>>>>

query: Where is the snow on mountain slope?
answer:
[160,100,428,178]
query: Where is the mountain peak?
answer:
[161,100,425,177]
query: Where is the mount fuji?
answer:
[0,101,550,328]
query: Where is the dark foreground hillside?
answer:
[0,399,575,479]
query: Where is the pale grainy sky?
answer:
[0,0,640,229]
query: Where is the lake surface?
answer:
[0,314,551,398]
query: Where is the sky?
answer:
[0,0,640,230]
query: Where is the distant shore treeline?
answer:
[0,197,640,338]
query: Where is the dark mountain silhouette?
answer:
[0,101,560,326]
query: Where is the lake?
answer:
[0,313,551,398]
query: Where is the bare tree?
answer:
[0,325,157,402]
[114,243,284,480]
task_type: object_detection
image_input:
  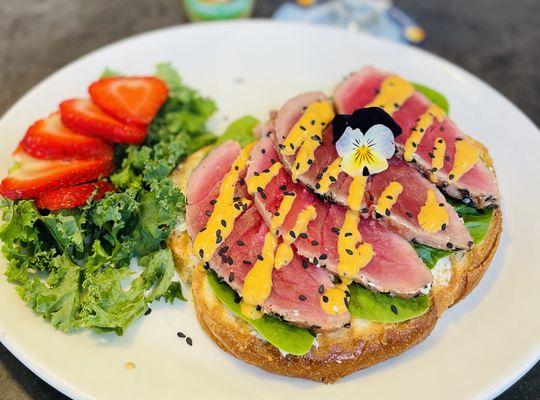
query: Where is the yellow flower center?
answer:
[354,145,375,166]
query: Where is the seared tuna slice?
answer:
[275,93,472,249]
[247,137,433,297]
[186,141,350,330]
[334,67,500,208]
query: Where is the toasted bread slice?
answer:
[169,137,502,383]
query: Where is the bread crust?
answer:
[169,135,502,383]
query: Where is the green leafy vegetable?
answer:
[413,198,493,269]
[412,242,452,269]
[412,82,450,114]
[207,272,315,356]
[217,115,259,147]
[0,64,211,335]
[349,284,430,322]
[448,199,493,243]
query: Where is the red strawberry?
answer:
[0,146,113,200]
[21,112,112,159]
[88,77,169,126]
[60,99,146,144]
[36,181,114,210]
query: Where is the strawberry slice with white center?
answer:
[21,112,112,159]
[0,146,114,200]
[88,76,169,126]
[60,99,146,144]
[36,181,114,211]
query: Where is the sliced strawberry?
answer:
[60,99,146,144]
[36,181,114,210]
[88,77,169,125]
[21,112,112,159]
[0,146,114,200]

<<<<

Problem statement: Reproduce the data above with every occurrence of "strawberry" swapped for "raspberry" and nothing else changed, and omit the picture from your output.

Task output:
query: Where is the snow on mountain slope?
answer:
[160,100,428,178]
query: Where is the mountain peak?
answer:
[161,100,425,177]
query: Where is the mount fuji?
answer:
[0,101,550,328]
query: Where is the dark foreground hillside?
answer:
[0,399,575,479]
query: Where is the pale grainy sky?
answer:
[0,0,640,229]
query: Where is the lake surface?
answer:
[0,314,551,398]
query: Where is the sky?
answer:
[0,0,640,230]
query: Where is the distant shore treeline?
answer:
[0,197,640,338]
query: Where is the dark mountain silhouette?
answer:
[0,101,560,326]
query: Where is the lake?
answer:
[0,313,551,398]
query: Where is the bare tree?
answer:
[0,325,157,402]
[114,243,284,480]
task_type: object_detection
image_input:
query: Where is the yellow flower center?
answer:
[354,145,375,166]
query: Where is the seared tuna slice?
answer:
[275,93,472,249]
[247,137,433,297]
[186,141,350,330]
[334,67,500,208]
query: Where is the toasted bread slice?
answer:
[169,137,502,383]
query: Where is the bread crust?
answer:
[169,135,502,383]
query: Where is the green leafy vegetable?
answer:
[413,198,493,269]
[412,242,452,269]
[412,82,450,114]
[207,272,315,356]
[217,115,259,147]
[0,64,211,335]
[349,284,430,322]
[448,199,493,243]
query: Where is the red raspberry?
answer:
[0,146,113,200]
[21,112,112,159]
[88,77,169,126]
[60,99,146,144]
[36,181,114,210]
query: Where is the raspberry slice with white center?
answer:
[21,112,112,159]
[0,146,114,200]
[88,76,169,126]
[60,99,146,144]
[36,181,114,211]
query: Where is the sliced raspberry?
answer:
[60,99,146,144]
[36,181,114,210]
[88,77,169,125]
[21,112,112,159]
[0,146,114,200]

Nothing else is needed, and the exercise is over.